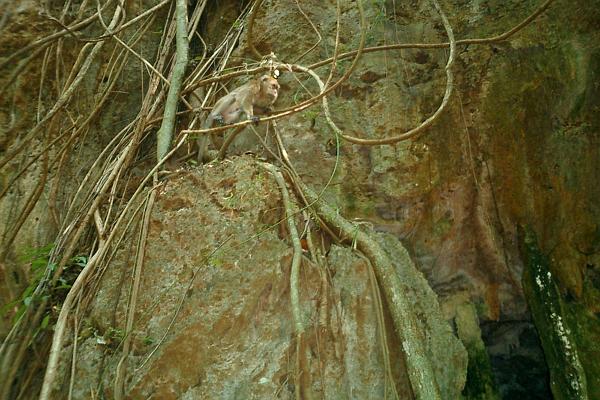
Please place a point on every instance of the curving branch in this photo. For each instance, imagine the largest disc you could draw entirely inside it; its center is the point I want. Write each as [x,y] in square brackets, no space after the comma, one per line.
[429,121]
[165,133]
[307,103]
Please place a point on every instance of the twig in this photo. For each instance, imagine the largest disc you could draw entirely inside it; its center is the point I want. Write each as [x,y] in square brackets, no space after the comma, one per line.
[255,8]
[429,121]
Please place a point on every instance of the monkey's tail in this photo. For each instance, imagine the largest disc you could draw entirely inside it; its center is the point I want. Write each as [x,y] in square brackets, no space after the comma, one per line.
[203,140]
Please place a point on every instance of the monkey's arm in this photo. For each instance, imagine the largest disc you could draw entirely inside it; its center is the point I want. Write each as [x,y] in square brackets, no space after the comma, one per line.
[248,108]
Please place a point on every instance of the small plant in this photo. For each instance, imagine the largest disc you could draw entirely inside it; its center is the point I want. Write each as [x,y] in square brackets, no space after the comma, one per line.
[36,292]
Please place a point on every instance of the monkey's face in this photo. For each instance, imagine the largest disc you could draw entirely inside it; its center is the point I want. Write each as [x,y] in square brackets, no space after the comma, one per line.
[270,87]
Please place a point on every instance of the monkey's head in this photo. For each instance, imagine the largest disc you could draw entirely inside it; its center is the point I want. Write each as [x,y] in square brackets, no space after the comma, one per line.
[269,87]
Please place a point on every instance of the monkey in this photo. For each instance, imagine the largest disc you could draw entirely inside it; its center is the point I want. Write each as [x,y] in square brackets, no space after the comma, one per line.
[258,92]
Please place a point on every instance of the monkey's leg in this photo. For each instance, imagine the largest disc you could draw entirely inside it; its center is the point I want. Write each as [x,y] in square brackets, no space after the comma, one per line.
[202,149]
[228,141]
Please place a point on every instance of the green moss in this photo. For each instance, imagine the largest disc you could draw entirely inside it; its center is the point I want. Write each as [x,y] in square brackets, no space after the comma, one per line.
[480,379]
[553,323]
[480,384]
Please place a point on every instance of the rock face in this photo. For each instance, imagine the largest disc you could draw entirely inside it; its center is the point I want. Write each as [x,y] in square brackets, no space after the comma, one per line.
[518,146]
[232,331]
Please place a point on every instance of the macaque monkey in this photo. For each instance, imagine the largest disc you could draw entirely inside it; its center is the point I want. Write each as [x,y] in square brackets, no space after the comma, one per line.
[258,92]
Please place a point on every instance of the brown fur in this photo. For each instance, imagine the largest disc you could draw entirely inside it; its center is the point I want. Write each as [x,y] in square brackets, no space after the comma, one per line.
[259,92]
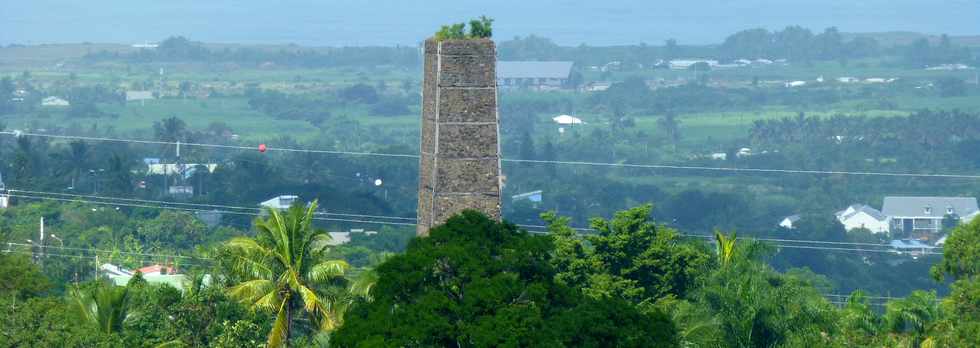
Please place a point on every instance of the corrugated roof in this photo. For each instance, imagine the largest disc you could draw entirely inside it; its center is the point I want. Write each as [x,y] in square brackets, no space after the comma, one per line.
[916,206]
[858,208]
[537,70]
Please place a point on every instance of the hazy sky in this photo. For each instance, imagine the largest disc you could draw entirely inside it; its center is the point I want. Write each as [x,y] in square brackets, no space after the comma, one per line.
[390,22]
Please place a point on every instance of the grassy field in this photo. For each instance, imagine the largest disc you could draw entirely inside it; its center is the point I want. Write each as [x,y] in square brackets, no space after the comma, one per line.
[198,114]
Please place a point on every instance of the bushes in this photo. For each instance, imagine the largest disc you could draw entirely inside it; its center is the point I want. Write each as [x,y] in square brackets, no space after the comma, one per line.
[481,28]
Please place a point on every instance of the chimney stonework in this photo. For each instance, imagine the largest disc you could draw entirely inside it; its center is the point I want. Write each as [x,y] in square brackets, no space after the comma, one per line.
[459,166]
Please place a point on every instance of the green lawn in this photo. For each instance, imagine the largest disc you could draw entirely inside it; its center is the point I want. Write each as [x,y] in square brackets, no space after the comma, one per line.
[198,114]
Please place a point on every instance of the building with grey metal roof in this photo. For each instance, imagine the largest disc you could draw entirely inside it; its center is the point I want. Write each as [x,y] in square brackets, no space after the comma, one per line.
[926,214]
[533,74]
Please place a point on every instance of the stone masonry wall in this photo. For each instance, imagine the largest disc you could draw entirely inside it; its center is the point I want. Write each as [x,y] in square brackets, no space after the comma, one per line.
[459,166]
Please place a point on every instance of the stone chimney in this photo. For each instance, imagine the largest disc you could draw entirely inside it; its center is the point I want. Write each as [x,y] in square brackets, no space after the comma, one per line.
[459,167]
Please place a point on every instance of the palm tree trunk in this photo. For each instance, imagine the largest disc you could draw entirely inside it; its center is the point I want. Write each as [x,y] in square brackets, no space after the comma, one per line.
[289,323]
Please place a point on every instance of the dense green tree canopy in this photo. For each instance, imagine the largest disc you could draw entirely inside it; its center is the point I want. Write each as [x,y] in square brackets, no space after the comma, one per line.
[478,283]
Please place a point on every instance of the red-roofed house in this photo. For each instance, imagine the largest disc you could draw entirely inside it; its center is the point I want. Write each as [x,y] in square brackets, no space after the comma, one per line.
[157,270]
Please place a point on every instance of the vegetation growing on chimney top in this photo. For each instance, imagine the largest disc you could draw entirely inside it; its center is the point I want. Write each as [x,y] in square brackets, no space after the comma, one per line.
[479,29]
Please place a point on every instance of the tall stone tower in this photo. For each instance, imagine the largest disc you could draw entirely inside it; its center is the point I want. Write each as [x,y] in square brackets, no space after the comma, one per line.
[459,167]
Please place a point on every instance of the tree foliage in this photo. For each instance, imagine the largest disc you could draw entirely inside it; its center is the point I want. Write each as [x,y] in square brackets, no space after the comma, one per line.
[474,282]
[283,270]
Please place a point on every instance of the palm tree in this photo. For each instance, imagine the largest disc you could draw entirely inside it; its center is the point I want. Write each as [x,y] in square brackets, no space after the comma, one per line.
[283,270]
[106,307]
[725,247]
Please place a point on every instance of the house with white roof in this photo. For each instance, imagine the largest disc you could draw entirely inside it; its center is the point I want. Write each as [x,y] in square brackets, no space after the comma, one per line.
[280,202]
[789,221]
[863,216]
[54,101]
[913,215]
[533,74]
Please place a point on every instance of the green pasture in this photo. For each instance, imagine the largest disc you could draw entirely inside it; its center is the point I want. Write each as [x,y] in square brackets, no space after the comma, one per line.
[198,114]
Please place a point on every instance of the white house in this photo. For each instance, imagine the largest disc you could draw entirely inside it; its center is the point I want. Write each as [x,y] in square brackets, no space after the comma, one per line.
[280,202]
[138,95]
[684,64]
[54,101]
[533,74]
[790,221]
[863,216]
[925,214]
[174,168]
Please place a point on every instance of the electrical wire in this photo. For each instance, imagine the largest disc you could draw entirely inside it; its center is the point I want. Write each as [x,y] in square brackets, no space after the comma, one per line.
[91,257]
[530,161]
[776,240]
[806,247]
[220,206]
[132,205]
[220,146]
[109,251]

### TASK TO COMPLETE
Above are records to transcribe exactly; leave their pictures out.

### RESULT
Please place a point on every instance of the curving branch in this photo. For each instance, imagine the largest disc you could draw entirely inside it; its center is the point I want. Write each as [x,y] in square brackets, no space after the comma, one per line.
[429,121]
[165,133]
[307,103]
Please place a point on every instance of the twig in this photo. For each instance, imagine the largest disc you could draw entirely inside it; its center is the point I want. Write each as [x,y] in square brackets, no space after the comma, one per line.
[255,8]
[429,121]
Please place a point on every instance of the monkey's tail in this photo. For each instance, imagine the largest disc you could draw entirely inside it; its center is the point I want. Write each as [x,y] in square brackets, no space after the comma, one per line.
[203,140]
Please place a point on every instance of the monkey's arm in this photo. For each instance, imagine the largest disc you could draw entirely inside it; its center is the point I want. Write each as [x,y] in square brackets, no space after the comma, one per line.
[248,108]
Please place a point on every instance of the small plant in this photo. For each instance, imagine the largest disc you could draw entirely inside it; its center is the point I want. Write each as [x,y] in square brackets, no space after the comma, one per line.
[36,292]
Please place a point on every instance of the monkey's face in this photo. For each instance, imagine the largest disc you could draw entirely inside it; its center is the point I want. Write each as [x,y] in square brackets, no space after the comma, one per line.
[270,87]
Please place a point on every instance of the monkey's head in this photo. For each instance, imagine the largest disc you could draw entirely inside it; its center is the point I want. Write each as [x,y] in square brackets, no space after the comma, one per line.
[269,87]
Please place a point on every instance of the monkey in this photo. For each instance, imagine the largest disc you could draw entirely inside it; its center is the point I want. Write each as [x,y] in square brackets, no space after the comma, one per line.
[258,92]
Please place a point on every instance of the monkey's leg in this photo. For each instance, imagine the largest disc you could draw entirely inside it; its center is the point I want. Write each as [x,y] in square brackets, no space after the comma, one per line.
[202,149]
[228,141]
Please place a point on every instance of the green moss in this photo. For each instance, imagine the largest disc you could draw entirely inside it; its center is the point I want. Write each as [x,y] in square brackets, no space after the comma, one per line.
[480,379]
[553,323]
[480,384]
Please place a point on every instance of the rock face in this photo. For each instance, imagine the largest disc you could draw entirely inside it; its center is the point I want. Write each as [x,y] in square brackets, no space after the comma, one per line.
[518,146]
[232,331]
Please place a point on every instance of the macaque monkey in this photo. For each instance, imagine the largest disc you could draw entirely inside it; its center is the point I want. Write each as [x,y] in square brackets, no space after the comma, one per line.
[258,92]
Please place a point on every instance of the brown fur in this photo. For each instance, imagine the largest disc you could draw entirely inside it; its center is the point I want. Write each as [x,y] in square brackets, no space after the comma, one per line.
[259,92]
Please place a point on every instance of the corrugated roof in this photo. For each instance, imagine the largest disc you could draw entirely inside it; its center is the point I want. Write each as [x,y] in square brackets, no space after the comma, one per line.
[916,206]
[858,208]
[537,70]
Please place a point on every instance of the hazy sky in this photo. For each instance, imagine the largest disc you could draw entirely inside it; its center is the point I want. Write each as [x,y] in square brackets, no space after the comma, one per line.
[390,22]
Please place a point on every instance of the grassy field in this photo. For each instance, imagine the largest disc you could draw entirely inside it; its center is the point I want. Write each as [x,y] in square brackets, no space after the comma, one per line.
[198,114]
Please place a point on every instance of the bushes in this photo. For each instance, imagine the largest disc you could draw entirely inside it; its center is the point I want. Write each as [x,y] in square brackets, no space after the comma, one per line.
[481,28]
Please place a point on every instance of the chimney stonework in this photo. For each instance, imagine the largest disc you could draw entirely inside it; its center is the point I want. Write each as [x,y] in square brackets, no space after the comma, one per line.
[459,166]
Please place a point on every instance of the green lawn in this photo. For each instance, imagine the largest disc you could draw entirely inside it; its center is the point I want. Write each as [x,y] in square brackets, no space after the comma, one per line.
[198,114]
Please place a point on every instance of the building with grey metal roof in this photo. For each instance, imagine the largest disc you could draw entirely inside it; its center is the point I want. Write each as [x,y] in square brackets, no space after the comma, one per line.
[926,214]
[533,74]
Please place a point on every instance of the stone masonry wall in this photo. For each instance, imagine the largest disc you could draw entirely inside it; its center is the point I want. Write each as [x,y] in square brackets, no space after the comma, one per line.
[459,166]
Please place a point on every instance of the stone chimney in this photo. For each instance, imagine the largest disc you could draw entirely inside it; its center is the point I want. Write each as [x,y] in square brackets, no space after the comma, one per line.
[459,167]
Please place a point on every instance of the palm tree trunk in this photo. For each instance, imagine the largest disc you could draw entirely inside it; its center is the point I want. Write each as [x,y] in square brackets, no space after the comma, one per line.
[289,323]
Please place a point on every instance of the dense green tree canopy in this photo. For each instance, imagine the largest disc you could draw entirely inside it; its center is the point I want. Write each as [x,y] in square brackets, no space after the comma, one per line.
[478,283]
Please place a point on every instance of the red-roofed house in this photo. For each instance, imagine the largest disc you could draw entirely inside it; its center is the point I want. Write each as [x,y] in square brackets, no space after the comma, one per line.
[157,270]
Please place a point on every instance of the vegetation growing on chimney top in this photo. For each instance, imagine the largest disc you could draw entirely inside it; its center is the point I want. Write each as [x,y] in square brackets, no space after the comma, one per line.
[479,29]
Please place a point on every instance of the tall stone tower in this photo. For each instance, imagine the largest disc you could draw entirely inside it; its center is the point I want. Write each as [x,y] in square brackets, no space after the comma, one per line.
[459,167]
Please place a point on every instance of the tree foliage in this photo. For each instance, imagine the largest disc you could draw entirely inside it; its center is the point I want. Write each as [x,y] in square brackets, no space after the comma, one per line.
[474,282]
[283,270]
Please place a point on every instance of the palm tree in this photo. For each instance, imagine the largest disc you could draw entirely inside it; its center is the point I want. Write each as [x,y] in square brackets, no space after the comma, one per line.
[283,270]
[106,307]
[725,247]
Please place a point on every instance of the house with white roof in this photo. For each instance, imagine the largest disc you could draw entirely inside it; its center is the point I want. Write each as [x,y] in square brackets, no space after the comma, one per line.
[280,202]
[789,221]
[863,216]
[54,101]
[913,215]
[533,74]
Please place a point on every instance of the green pasture in this photo. For each instance, imagine the largest disc you could draw entirely inside it; its center is the point I want. Write each as [x,y] in square brackets, no space after the comma, one per line.
[198,114]
Please place a point on every instance of the white house in this photo. For each instance, imagine the largest disc you could draw entirely inside it; its center is the point I want. Write each as [x,y] in square brackets, no space after the comma, one per line.
[280,202]
[138,95]
[684,64]
[54,101]
[533,74]
[790,221]
[863,216]
[925,214]
[174,168]
Please place a point on every instance of the electrical wire in this photo. For each instance, imagine the largest disc you could draw entirely inside it; its center is the point I want. Write each as [x,y] in square brackets, no space after the comma, one per line.
[91,257]
[530,161]
[776,240]
[806,247]
[220,206]
[132,205]
[220,146]
[109,251]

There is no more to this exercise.